Put everything from the start of the entries down to the line that reads only "[[456, 391]]" into a Markdown table with the columns Row and Text. Give each line its own row number, and leave out blank lines and the pictures.

[Coordinate annotation entries]
•••••
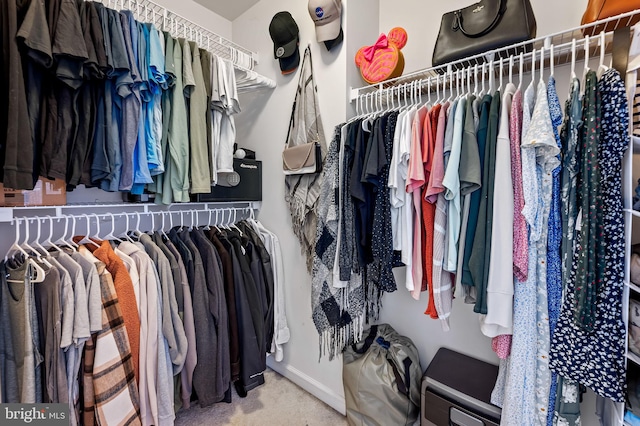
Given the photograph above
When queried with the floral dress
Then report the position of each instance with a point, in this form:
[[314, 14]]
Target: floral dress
[[596, 358]]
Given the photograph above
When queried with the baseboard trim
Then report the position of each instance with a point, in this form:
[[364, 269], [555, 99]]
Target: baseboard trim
[[311, 385]]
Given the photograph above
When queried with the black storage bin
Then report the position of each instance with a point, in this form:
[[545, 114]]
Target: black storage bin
[[456, 391], [248, 189]]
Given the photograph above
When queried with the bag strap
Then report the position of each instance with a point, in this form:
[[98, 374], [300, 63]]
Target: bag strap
[[621, 44], [457, 22], [404, 385], [368, 341], [301, 85]]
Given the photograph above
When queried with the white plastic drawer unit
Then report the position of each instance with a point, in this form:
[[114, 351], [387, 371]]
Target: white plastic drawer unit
[[456, 391]]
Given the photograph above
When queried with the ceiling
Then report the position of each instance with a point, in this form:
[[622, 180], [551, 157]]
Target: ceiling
[[228, 9]]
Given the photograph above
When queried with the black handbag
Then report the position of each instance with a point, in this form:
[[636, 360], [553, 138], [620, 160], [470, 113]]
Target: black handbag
[[481, 27]]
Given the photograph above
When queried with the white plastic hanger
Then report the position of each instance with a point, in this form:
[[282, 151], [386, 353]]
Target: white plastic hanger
[[521, 66], [25, 244], [511, 60], [37, 245], [162, 230], [501, 69], [451, 94], [37, 272], [602, 68], [542, 64], [87, 238], [110, 235], [533, 65], [235, 218], [475, 80], [492, 73], [48, 241], [125, 234], [573, 59], [482, 91], [16, 247]]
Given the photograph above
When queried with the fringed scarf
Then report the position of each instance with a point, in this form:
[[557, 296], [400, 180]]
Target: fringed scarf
[[338, 310], [302, 191]]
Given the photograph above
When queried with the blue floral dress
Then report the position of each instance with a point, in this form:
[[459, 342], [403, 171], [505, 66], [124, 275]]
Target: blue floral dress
[[596, 358]]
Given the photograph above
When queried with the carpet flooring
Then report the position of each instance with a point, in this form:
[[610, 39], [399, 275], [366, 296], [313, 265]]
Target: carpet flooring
[[278, 402]]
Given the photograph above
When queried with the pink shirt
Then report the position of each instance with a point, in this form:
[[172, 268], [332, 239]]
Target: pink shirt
[[415, 182], [520, 238], [437, 167]]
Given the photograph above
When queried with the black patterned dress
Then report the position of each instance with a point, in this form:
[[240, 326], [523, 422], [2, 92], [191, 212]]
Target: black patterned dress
[[595, 356]]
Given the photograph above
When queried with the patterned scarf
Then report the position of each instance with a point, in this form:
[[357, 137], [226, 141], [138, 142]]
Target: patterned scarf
[[302, 191], [338, 311]]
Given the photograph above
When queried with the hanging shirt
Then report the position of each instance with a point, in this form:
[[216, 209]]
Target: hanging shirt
[[428, 209], [434, 189], [415, 181], [519, 395], [400, 199], [596, 358], [499, 317], [199, 151], [451, 182], [481, 251], [108, 364]]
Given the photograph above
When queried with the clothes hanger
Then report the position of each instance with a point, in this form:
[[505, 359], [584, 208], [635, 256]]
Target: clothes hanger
[[87, 238], [37, 245], [475, 80], [37, 273], [125, 234], [511, 61], [162, 230], [63, 240], [551, 61], [235, 218], [533, 65], [48, 241], [521, 66], [587, 45], [25, 244], [602, 68], [69, 239], [110, 235], [215, 225], [573, 59], [16, 247], [542, 64]]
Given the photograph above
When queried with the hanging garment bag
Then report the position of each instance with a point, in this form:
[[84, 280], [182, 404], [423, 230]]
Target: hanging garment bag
[[381, 378]]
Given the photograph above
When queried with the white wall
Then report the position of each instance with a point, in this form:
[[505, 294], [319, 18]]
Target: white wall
[[421, 20], [263, 126], [200, 15]]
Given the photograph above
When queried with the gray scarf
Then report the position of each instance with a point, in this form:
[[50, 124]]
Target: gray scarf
[[302, 191]]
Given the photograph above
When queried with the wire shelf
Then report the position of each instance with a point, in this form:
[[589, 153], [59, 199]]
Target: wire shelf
[[180, 27], [563, 44]]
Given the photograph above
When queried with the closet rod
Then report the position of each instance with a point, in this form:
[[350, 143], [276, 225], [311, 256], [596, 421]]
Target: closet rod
[[8, 214], [562, 38], [562, 54], [223, 216], [179, 26]]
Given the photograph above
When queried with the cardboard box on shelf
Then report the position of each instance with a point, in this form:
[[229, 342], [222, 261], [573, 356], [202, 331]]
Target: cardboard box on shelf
[[46, 192]]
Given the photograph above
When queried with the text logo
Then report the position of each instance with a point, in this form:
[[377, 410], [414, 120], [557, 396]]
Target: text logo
[[34, 414]]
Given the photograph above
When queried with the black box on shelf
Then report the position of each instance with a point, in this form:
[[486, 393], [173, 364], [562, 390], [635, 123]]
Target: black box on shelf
[[243, 185], [456, 390]]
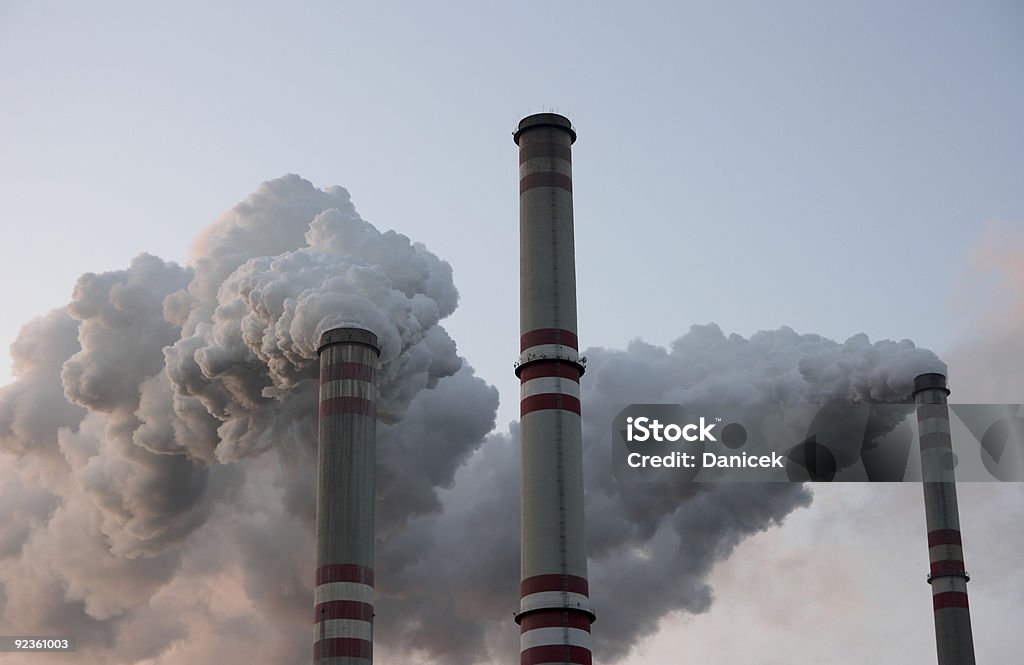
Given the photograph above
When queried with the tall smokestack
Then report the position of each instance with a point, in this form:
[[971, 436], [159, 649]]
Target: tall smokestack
[[554, 614], [948, 575], [344, 593]]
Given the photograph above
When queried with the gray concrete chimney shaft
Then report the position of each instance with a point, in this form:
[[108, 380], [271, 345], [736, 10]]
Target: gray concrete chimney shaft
[[948, 575], [554, 614], [343, 631]]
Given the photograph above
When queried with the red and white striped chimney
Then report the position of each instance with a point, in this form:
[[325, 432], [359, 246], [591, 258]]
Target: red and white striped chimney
[[554, 614], [344, 593], [948, 575]]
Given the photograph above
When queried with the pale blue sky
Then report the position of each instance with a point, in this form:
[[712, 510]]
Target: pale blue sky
[[753, 164], [826, 166]]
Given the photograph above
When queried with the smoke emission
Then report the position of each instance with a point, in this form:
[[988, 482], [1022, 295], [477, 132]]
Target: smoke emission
[[158, 444]]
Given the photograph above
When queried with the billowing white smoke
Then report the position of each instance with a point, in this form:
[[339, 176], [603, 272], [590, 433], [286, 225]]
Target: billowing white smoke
[[651, 547], [162, 428]]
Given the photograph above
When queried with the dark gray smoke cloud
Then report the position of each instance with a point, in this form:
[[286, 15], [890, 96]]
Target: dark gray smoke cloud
[[158, 446], [453, 577]]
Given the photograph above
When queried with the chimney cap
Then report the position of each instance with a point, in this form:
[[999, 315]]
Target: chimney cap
[[349, 335], [930, 381], [545, 120]]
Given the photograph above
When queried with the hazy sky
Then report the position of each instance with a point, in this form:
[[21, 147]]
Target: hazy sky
[[832, 167]]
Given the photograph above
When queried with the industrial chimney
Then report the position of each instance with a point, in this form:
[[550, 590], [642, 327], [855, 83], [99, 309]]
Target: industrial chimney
[[948, 576], [344, 591], [554, 614]]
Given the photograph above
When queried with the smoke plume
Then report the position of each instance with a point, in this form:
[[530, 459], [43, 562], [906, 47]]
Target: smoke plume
[[157, 493]]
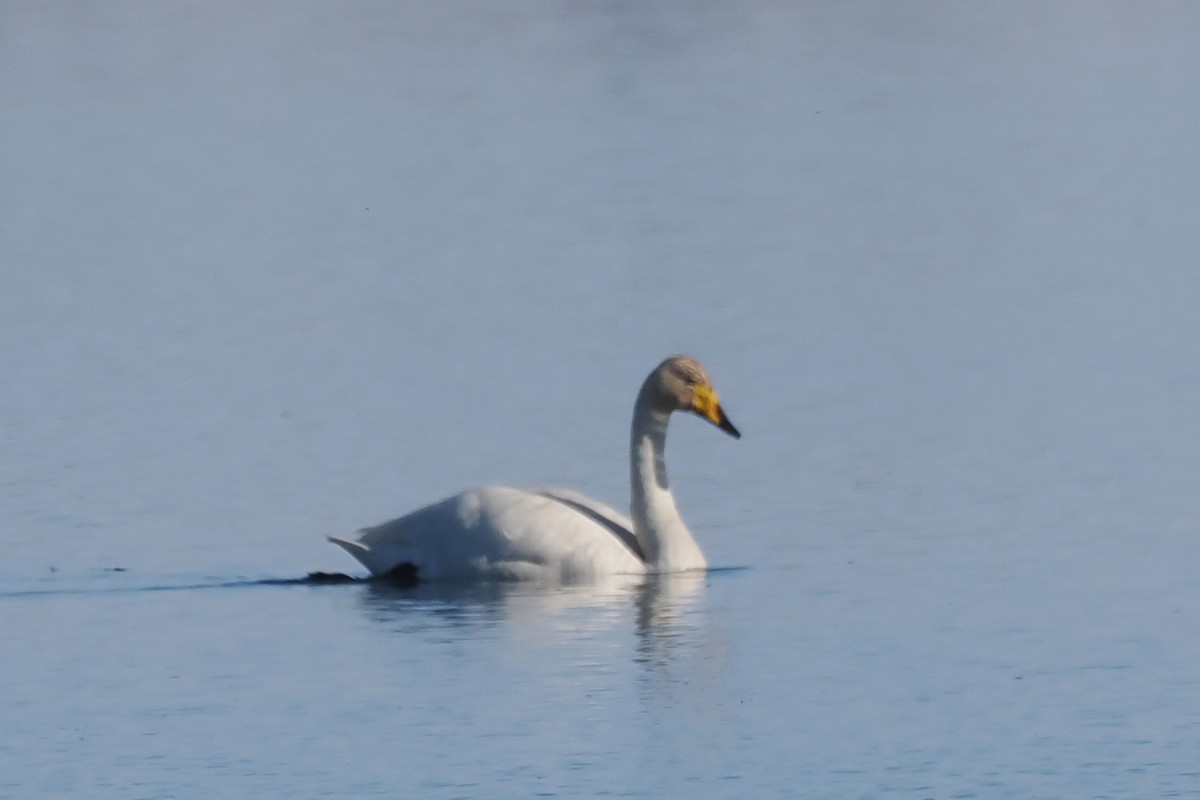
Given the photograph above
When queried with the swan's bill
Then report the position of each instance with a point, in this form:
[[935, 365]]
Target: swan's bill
[[707, 404]]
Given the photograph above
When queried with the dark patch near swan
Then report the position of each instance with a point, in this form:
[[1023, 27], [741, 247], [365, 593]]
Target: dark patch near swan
[[324, 577], [402, 575]]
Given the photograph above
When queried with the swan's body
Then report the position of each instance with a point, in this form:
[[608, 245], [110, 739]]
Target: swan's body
[[547, 534]]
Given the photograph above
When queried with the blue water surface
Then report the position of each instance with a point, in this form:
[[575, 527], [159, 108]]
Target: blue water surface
[[270, 272]]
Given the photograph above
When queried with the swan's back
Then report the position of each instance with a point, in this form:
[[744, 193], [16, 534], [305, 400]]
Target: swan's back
[[508, 534]]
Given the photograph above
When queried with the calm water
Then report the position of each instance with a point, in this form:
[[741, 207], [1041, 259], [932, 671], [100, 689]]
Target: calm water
[[276, 271]]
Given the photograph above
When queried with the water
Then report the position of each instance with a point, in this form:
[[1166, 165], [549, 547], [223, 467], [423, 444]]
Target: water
[[276, 272]]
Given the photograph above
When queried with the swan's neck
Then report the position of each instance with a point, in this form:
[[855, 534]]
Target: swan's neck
[[665, 540]]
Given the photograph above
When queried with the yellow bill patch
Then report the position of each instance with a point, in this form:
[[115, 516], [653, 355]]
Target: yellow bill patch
[[707, 404]]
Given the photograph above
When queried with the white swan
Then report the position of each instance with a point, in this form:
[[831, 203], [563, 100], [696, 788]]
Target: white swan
[[558, 535]]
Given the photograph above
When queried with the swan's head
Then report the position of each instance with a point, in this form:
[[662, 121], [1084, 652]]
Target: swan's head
[[681, 384]]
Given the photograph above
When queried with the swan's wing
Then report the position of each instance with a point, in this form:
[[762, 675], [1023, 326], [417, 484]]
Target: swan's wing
[[617, 523], [503, 533]]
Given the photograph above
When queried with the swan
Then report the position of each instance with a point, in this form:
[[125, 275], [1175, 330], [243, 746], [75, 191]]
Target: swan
[[497, 533]]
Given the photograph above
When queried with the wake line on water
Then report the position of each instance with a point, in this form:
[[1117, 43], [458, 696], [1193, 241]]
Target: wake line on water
[[311, 579]]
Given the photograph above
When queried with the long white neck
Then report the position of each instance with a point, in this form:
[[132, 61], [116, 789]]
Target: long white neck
[[665, 540]]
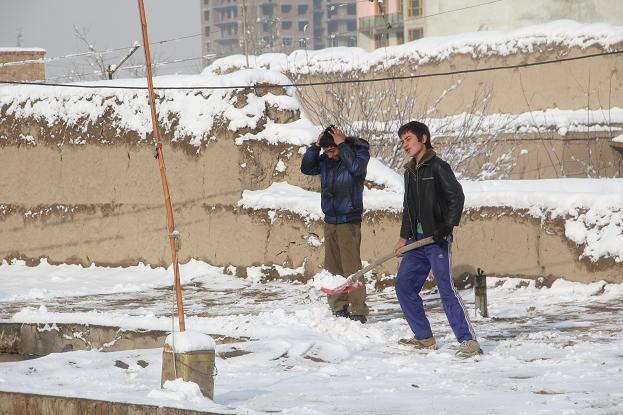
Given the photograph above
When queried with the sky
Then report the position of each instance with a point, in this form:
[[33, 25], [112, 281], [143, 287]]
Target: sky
[[110, 24]]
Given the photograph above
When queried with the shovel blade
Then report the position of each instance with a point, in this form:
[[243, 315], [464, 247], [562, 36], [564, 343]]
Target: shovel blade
[[347, 287]]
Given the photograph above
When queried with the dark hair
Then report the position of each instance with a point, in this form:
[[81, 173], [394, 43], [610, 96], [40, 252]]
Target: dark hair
[[417, 128], [327, 139]]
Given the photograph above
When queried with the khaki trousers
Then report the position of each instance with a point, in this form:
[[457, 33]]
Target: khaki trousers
[[342, 257]]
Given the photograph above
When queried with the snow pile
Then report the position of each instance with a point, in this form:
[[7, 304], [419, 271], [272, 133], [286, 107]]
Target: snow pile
[[189, 341], [561, 33], [178, 390], [324, 279], [554, 349], [63, 280], [191, 114]]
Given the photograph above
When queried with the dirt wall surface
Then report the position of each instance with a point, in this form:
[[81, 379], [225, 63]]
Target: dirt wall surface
[[80, 183], [592, 83]]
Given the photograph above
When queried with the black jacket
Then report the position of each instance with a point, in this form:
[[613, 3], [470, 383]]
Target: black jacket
[[433, 196]]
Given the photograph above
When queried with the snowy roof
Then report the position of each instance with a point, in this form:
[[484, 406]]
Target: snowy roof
[[560, 33], [20, 50]]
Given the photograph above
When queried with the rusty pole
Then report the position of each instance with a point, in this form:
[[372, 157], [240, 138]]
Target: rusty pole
[[173, 235]]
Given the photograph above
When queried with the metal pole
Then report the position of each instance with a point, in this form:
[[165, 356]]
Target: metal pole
[[244, 28], [480, 293], [173, 234]]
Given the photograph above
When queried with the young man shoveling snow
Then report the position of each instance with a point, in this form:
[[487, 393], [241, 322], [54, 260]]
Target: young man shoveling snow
[[342, 169], [433, 204]]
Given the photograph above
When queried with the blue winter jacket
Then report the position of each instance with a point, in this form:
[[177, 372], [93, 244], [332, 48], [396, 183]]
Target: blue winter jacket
[[341, 181]]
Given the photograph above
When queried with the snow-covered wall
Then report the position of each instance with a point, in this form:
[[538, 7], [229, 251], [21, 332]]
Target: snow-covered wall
[[80, 185]]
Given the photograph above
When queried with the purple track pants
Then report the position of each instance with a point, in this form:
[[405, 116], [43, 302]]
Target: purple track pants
[[412, 274]]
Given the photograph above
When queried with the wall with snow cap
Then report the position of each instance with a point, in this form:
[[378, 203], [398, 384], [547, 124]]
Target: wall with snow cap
[[80, 185], [563, 114]]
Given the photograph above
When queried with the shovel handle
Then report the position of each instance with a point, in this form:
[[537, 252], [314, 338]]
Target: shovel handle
[[378, 261]]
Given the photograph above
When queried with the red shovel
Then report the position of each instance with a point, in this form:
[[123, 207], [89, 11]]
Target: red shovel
[[352, 284]]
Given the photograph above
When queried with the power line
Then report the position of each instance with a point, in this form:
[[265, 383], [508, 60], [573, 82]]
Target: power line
[[455, 10], [93, 52], [345, 81]]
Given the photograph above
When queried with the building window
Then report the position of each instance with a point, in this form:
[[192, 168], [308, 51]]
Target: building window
[[416, 33], [380, 40], [400, 38], [267, 10], [414, 8], [331, 10]]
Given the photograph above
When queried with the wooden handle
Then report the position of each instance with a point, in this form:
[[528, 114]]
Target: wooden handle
[[378, 261]]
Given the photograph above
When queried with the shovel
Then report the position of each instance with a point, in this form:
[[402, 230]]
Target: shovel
[[352, 284]]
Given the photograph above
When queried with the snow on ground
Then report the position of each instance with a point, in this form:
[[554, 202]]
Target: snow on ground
[[547, 350]]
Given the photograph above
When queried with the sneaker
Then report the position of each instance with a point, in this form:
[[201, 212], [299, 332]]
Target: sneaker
[[468, 348], [342, 313], [430, 343]]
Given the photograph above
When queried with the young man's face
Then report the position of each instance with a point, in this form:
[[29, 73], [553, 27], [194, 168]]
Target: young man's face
[[332, 152], [411, 145]]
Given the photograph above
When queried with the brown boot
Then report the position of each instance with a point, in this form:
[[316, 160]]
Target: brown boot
[[469, 348], [430, 343]]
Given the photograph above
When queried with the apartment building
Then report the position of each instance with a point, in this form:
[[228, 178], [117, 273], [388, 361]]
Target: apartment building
[[392, 22], [22, 64], [263, 26]]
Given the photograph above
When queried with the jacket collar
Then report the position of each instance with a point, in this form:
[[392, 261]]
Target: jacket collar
[[412, 165]]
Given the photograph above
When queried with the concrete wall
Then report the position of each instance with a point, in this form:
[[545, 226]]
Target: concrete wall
[[22, 72], [104, 205], [15, 403]]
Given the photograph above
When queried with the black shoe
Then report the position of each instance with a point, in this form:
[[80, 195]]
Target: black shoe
[[342, 313]]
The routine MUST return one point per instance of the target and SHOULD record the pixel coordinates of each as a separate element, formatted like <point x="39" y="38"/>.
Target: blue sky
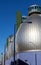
<point x="8" y="9"/>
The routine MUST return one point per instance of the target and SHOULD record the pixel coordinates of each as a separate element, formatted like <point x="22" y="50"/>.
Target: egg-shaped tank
<point x="28" y="36"/>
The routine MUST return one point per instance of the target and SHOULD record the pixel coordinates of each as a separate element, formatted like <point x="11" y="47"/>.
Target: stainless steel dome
<point x="28" y="36"/>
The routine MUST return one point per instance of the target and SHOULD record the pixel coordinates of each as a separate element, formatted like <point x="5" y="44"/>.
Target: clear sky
<point x="8" y="9"/>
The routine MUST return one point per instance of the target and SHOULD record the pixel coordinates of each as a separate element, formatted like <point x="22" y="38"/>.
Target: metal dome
<point x="28" y="36"/>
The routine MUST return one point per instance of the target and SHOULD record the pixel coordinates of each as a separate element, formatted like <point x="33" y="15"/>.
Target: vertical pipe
<point x="35" y="59"/>
<point x="14" y="44"/>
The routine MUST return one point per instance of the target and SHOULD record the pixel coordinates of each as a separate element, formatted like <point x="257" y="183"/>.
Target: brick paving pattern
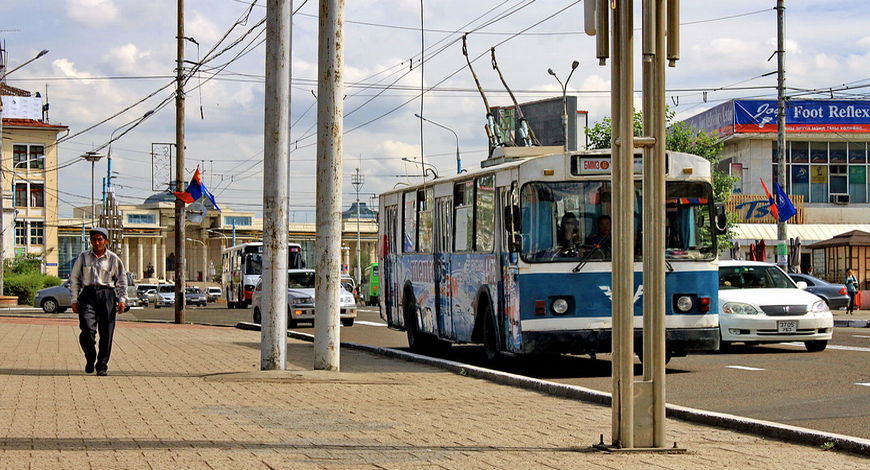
•••••
ANSWER IN FULL
| Row | Text |
|---|---|
| 1 | Given the photograph above |
| 2 | When queried with the floral dress |
| 3 | Then report the position of each instance with a point, in this form: |
| 4 | [[314, 14]] |
| 5 | Target: floral dress |
| 6 | [[596, 358]] |
| 7 | Given the photograph above |
| 8 | When queried with the baseboard trim |
| 9 | Then report the position of each instance with a point, in this form: |
| 10 | [[364, 269], [555, 99]] |
| 11 | Target: baseboard trim |
| 12 | [[311, 385]] |
| 13 | Given the photograph above |
| 14 | When queried with the black storage bin |
| 15 | Then report the position of each instance with a point, in this form: |
| 16 | [[545, 114]] |
| 17 | Target: black storage bin |
| 18 | [[456, 391], [248, 189]] |
| 19 | Given the photograph above |
| 20 | When queried with the bag strap |
| 21 | Then report the position of each instance with a point, in this form: |
| 22 | [[98, 374], [300, 63]] |
| 23 | Target: bag strap |
| 24 | [[621, 44], [457, 22], [404, 385], [368, 341], [301, 85]] |
| 25 | Given the photograph above |
| 26 | When queried with the white plastic drawer unit |
| 27 | Then report the position of each instance with a point, in this form: |
| 28 | [[114, 351], [387, 371]] |
| 29 | Target: white plastic drawer unit |
| 30 | [[456, 391]] |